__STORED DATA__
=====
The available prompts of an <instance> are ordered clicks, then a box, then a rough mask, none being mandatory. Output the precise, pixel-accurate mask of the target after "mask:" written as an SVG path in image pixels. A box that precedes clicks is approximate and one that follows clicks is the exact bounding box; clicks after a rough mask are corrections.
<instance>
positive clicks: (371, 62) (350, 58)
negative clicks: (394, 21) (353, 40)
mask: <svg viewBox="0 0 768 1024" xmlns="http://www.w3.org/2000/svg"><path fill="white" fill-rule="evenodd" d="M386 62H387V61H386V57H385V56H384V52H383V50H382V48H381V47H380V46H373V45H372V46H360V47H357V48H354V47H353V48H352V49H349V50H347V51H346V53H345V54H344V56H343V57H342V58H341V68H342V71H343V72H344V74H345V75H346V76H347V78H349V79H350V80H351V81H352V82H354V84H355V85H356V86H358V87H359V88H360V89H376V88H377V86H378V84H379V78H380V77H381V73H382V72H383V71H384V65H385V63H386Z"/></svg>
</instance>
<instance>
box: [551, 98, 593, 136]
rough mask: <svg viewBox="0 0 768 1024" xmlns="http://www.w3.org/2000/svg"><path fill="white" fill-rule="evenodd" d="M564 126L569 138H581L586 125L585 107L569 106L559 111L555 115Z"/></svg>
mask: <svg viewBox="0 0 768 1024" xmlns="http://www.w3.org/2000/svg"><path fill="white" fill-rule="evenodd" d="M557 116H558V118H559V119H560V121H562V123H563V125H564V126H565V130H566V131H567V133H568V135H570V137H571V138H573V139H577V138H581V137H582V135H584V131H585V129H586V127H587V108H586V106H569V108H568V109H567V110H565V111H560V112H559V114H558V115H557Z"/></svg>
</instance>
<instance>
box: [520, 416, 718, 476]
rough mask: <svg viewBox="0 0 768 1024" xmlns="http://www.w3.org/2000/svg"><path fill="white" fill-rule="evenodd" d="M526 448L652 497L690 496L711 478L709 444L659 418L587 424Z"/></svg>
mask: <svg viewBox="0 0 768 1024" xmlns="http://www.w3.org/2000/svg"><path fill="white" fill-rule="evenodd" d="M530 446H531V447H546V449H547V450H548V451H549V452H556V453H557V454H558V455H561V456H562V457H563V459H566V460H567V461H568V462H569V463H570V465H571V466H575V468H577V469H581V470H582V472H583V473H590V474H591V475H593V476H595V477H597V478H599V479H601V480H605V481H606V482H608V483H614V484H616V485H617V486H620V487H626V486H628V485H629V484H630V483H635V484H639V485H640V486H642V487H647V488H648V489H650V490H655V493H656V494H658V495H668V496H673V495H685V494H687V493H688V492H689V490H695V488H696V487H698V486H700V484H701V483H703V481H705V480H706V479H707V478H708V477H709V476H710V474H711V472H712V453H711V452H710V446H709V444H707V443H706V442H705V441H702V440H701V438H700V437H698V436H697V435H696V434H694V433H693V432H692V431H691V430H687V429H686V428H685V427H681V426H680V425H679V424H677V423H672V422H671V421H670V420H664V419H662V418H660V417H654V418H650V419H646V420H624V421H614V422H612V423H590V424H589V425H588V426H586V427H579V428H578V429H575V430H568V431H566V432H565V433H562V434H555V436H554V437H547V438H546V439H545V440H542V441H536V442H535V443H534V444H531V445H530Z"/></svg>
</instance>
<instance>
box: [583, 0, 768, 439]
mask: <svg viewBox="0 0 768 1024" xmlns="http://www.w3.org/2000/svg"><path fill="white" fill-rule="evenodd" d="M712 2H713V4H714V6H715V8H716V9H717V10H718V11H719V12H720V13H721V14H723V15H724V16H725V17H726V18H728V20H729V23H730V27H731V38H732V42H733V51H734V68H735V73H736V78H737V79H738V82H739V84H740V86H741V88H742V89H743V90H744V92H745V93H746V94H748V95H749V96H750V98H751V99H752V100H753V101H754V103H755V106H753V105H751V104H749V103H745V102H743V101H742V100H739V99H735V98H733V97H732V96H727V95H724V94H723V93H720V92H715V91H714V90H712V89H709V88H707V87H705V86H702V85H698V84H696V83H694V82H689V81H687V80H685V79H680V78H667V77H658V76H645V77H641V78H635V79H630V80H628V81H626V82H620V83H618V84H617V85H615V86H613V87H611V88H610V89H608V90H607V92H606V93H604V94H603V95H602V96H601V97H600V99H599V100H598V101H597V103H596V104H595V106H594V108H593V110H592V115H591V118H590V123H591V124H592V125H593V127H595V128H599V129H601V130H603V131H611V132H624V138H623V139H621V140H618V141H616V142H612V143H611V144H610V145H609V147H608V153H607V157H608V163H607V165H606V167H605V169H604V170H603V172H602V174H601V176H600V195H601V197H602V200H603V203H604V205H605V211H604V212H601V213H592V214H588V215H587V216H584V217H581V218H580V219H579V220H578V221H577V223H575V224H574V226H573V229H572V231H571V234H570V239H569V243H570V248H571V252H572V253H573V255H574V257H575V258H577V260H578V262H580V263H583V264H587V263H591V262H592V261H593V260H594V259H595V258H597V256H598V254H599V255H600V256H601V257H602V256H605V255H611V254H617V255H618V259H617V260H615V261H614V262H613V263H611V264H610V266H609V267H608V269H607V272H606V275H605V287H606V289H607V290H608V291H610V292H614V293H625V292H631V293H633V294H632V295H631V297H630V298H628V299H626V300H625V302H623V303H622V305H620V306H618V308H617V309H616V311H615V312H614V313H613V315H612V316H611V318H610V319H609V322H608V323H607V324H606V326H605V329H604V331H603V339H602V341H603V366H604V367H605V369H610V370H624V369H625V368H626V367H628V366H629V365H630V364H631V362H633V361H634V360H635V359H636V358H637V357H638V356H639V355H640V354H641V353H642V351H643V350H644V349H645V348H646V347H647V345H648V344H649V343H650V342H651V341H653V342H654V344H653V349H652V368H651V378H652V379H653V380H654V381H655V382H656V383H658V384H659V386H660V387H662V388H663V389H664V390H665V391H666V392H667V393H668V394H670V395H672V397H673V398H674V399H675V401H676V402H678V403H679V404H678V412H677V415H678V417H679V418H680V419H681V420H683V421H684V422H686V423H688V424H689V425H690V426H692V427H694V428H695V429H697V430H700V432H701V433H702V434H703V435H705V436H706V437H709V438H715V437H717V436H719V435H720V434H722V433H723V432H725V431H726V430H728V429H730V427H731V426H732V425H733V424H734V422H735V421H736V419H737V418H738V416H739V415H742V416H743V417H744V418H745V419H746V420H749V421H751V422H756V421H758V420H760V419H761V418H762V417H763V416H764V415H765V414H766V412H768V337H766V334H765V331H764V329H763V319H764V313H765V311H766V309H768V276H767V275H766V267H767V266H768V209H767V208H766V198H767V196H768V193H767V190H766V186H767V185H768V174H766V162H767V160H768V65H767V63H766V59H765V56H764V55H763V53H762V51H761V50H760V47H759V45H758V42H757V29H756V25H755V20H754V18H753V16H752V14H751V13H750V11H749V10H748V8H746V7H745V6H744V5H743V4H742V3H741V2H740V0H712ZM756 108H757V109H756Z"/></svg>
=====
__TASK DESCRIPTION__
Set every line down again exactly. Begin with the first line of the entries and finish with the line containing "box: [551, 98, 593, 136]".

__EXPECTED ANSWER__
The available prompts of an <instance> are ordered clicks, then a box, then a rough mask, none being mandatory. Output the precise, pixel-accurate mask of the target after "mask:" written as an SVG path in image pixels. A box that precedes clicks is approximate and one that follows clicks is the exact bounding box; clicks after a rough mask are corrections.
<instance>
positive clicks: (371, 62) (350, 58)
negative clicks: (394, 21) (353, 40)
mask: <svg viewBox="0 0 768 1024" xmlns="http://www.w3.org/2000/svg"><path fill="white" fill-rule="evenodd" d="M386 62H387V61H386V57H385V56H384V52H383V50H382V48H381V47H380V46H373V45H372V46H360V47H357V48H354V47H353V48H352V49H349V50H347V51H346V53H345V54H344V56H343V57H342V58H341V68H342V71H343V72H344V74H345V75H346V76H347V78H349V79H350V80H351V81H352V82H354V84H355V85H356V86H358V87H359V88H360V89H376V88H377V86H378V84H379V78H380V77H381V73H382V72H383V71H384V65H385V63H386Z"/></svg>
</instance>
<instance>
box: [551, 98, 593, 136]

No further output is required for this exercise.